=== 练习数据 ===
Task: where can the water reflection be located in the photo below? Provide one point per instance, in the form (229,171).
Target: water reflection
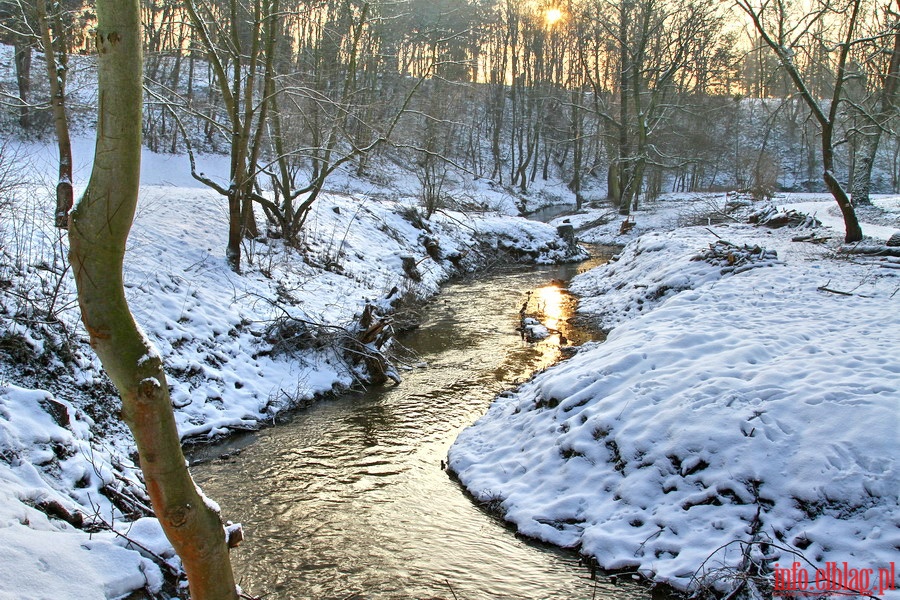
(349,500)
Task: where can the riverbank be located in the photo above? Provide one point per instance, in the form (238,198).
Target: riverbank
===
- **操作要求**:
能否把上面的记录重写一遍，将其中所有的“riverbank”改名为“shoreline”，其余内容一字不变？答案里不要带图片。

- **参考答案**:
Task: where can the water reflection be located in the photo below? Provide one point per instance, in the form (229,171).
Target: water reflection
(349,500)
Task: where can the shoreline be located in the photo above? Provide one point per instance, in the form (238,198).
Target: shoreline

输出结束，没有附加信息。